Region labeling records
═══
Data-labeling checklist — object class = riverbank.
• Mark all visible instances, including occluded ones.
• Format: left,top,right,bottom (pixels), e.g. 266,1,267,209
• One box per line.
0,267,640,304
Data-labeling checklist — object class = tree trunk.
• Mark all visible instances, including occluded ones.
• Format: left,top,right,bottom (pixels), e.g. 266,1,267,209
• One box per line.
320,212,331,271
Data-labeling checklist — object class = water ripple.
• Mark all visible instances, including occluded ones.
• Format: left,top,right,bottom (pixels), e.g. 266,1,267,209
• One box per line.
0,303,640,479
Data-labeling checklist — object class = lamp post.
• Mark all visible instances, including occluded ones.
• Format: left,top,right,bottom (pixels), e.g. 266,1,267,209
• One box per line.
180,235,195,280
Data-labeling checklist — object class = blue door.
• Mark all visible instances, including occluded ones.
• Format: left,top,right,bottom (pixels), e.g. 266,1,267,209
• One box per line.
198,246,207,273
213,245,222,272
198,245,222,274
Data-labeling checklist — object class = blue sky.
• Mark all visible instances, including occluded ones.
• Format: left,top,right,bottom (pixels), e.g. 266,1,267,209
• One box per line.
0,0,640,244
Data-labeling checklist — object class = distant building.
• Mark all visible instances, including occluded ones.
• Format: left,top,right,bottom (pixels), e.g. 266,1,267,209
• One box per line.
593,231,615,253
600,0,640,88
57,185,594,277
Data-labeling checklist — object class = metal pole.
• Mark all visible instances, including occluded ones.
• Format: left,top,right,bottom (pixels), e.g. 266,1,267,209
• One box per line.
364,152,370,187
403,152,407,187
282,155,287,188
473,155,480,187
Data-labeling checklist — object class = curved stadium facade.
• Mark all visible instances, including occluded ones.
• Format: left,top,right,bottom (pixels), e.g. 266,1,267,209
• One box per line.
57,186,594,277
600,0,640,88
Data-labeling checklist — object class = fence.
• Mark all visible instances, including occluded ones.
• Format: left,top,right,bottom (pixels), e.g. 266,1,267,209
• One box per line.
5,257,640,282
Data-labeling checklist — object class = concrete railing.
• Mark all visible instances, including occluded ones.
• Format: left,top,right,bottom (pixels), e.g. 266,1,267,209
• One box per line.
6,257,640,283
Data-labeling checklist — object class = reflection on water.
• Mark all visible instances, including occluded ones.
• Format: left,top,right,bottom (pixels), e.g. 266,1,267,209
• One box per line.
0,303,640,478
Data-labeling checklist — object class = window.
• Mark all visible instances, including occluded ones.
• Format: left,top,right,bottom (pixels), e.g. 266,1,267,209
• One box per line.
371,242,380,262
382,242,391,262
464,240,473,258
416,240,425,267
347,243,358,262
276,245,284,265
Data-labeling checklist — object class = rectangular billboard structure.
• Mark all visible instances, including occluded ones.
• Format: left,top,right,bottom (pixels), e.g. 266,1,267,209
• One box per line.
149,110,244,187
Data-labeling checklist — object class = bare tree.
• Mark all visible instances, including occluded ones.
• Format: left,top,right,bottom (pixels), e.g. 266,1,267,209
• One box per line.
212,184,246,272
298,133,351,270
═══
:: Set problem ::
Output the lines from the one containing "Data-labeling checklist — object class = metal" through the one containing "473,155,480,187", both included, as a Markdown table with the columns "No." for the row number and "Line" for the line, omitting any blank lines.

:: The answer ::
| No. | Line |
|---|---|
| 1 | Data-labeling checklist — object class = metal pole. |
| 2 | • Mark all visible instances, including occluded ones. |
| 3 | • Format: left,top,right,bottom (pixels), e.g. 266,1,267,209 |
| 4 | • One box per line. |
| 5 | 364,152,370,187 |
| 6 | 403,152,407,187 |
| 7 | 282,155,287,188 |
| 8 | 473,155,480,187 |